FAR, helping me understand supersonic drag

[AeroGav]

I have no training in aerodynamics but have been a plane spotter for many years, so now may be a good time to polish up my understanding of the concepts.

I am aware of four main types of airframe drag

1) parasite drag - same as your car gets. Pretty simple and i think i understand this correctly enough. Mainly an issue when going fast at low level.

2) lift induced drag - related to angle of attack. Again, pretty simple and think i have this one down. Mainly an issue when flying very slow or very high in level flight, or pulling hard g's in other conditions.

3) transonic drag/area rule. Not sure what the correct name is. My understanding is this is most important when travelling close to mach 1 - but fades either side of it. Correct, partially correct, wildly wrong? The F106 delta dart is an early example - first prototypes couldn't break through the sound barrier, till they "area ruled " the fuselage - ie. make it fatter ahead of the wing and then pinch in at the wing root. This "coke bottle" fuselage enabled the airplane to get supersonic.

4) Bow Shock. OK, TBH I thought the proper name for this was "wave drag", but looking at FAR, it appears that "wave drag" is more what i understood 3) to be. This is probably total quackery but this is what my understanding of it was -

At supersonic speeds, a shockwave forms at the nose cone of the aircraft, so supersonic designs try to keep the rest of the aircraft within this "bow wave" to avoid creating additional "bow shocks" from bits sticking out beyond. To avoid this you can

a) use shorter span wings, like F-104 starfighter, and a long long nose
b) larger sweep angles eg. English Electric lightning
c) use a long nose and short heavy tail, mount the wings as far back as possible. eg. most 4th gen fighters (su-27, F-15 etc)

The problem with c) is that it gives the tailplane a very short movement arm, so a large downforce is needed to pitch up. A lot of drag is needed to create that downforce, and that downforce is also subtracted from the lift produced by the wings, which is why a lot of Gen 4.5 aircraft now have canards, since air combat seems to be moving back to higher altitudes again. Canards have their drawbacks ofc, namely wings less efficient since not operating in clean air, generating negative lift to push the nose down when flying level in high dynamic pressure regimes, but again not what these 4.5 aircraft are optimised for.

## Directions
1/ In the post, rewrite the passage starting at "a) use shorter" and ending at "are optimised for.", renaming "tailplane" to "horizontal stabilizer".
2/ Does the post agree with each statement below? Answer yes or no for each, quoting the deciding words. (a) The poster has training in aerodynamics. (b) The first F106 prototypes could break through the sound barrier before the fuselage was area ruled. (c) The English Electric Lightning is given as an example of larger sweep angles.

## Data entries
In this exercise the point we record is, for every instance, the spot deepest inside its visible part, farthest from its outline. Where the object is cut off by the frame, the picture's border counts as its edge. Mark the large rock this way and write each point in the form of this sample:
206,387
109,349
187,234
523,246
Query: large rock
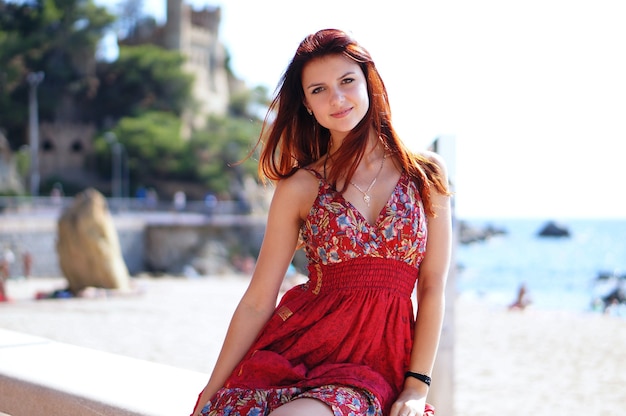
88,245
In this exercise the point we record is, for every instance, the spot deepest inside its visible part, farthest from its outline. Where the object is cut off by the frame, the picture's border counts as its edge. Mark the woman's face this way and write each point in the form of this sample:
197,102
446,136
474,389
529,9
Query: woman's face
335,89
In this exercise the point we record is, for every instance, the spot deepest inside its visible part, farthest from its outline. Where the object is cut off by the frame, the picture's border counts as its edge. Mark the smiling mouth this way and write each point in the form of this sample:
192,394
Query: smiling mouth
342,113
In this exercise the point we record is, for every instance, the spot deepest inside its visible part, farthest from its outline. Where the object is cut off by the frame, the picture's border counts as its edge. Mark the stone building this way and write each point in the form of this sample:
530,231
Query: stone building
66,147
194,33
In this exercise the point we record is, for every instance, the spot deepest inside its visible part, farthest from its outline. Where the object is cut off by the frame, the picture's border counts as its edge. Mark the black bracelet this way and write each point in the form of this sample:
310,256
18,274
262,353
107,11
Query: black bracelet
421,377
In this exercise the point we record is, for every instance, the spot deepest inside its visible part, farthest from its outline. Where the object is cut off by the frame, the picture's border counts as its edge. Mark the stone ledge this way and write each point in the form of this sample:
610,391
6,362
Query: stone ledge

==

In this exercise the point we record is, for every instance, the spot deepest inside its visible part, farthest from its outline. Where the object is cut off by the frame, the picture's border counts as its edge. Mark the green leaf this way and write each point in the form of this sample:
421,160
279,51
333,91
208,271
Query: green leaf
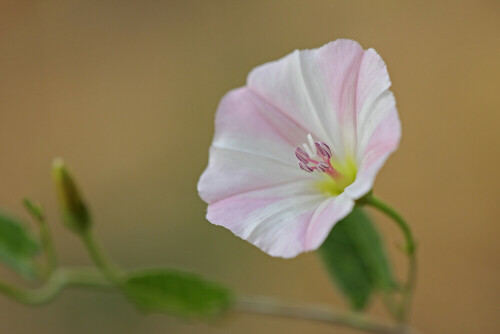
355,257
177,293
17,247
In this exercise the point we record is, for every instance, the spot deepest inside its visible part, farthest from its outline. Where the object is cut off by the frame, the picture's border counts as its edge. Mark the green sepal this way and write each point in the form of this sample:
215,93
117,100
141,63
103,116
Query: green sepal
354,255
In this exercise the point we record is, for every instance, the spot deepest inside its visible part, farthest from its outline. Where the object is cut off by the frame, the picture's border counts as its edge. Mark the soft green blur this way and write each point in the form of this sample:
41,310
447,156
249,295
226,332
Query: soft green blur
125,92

## Responses to the exercise
1/
a) use shorter span wings, like F-104 starfighter, and a long long nose
b) larger sweep angles eg. English Electric lightning
c) use a long nose and short heavy tail, mount the wings as far back as possible. eg. most 4th gen fighters (su-27, F-15 etc)

The problem with c) is that it gives the horizontal stabilizer a very short movement arm, so a large downforce is needed to pitch up. A lot of drag is needed to create that downforce, and that downforce is also subtracted from the lift produced by the wings, which is why a lot of Gen 4.5 aircraft now have canards, since air combat seems to be moving back to higher altitudes again. Canards have their drawbacks ofc, namely wings less efficient since not operating in clean air, generating negative lift to push the nose down when flying level in high dynamic pressure regimes, but again not what these 4.5 aircraft are optimised for.

2/
(a) No: "I have no training in aerodynamics"
(b) No: "first prototypes couldn't break through the sound barrier, till they "area ruled " the fuselage"
(c) Yes: "larger sweep angles eg. English Electric lightning"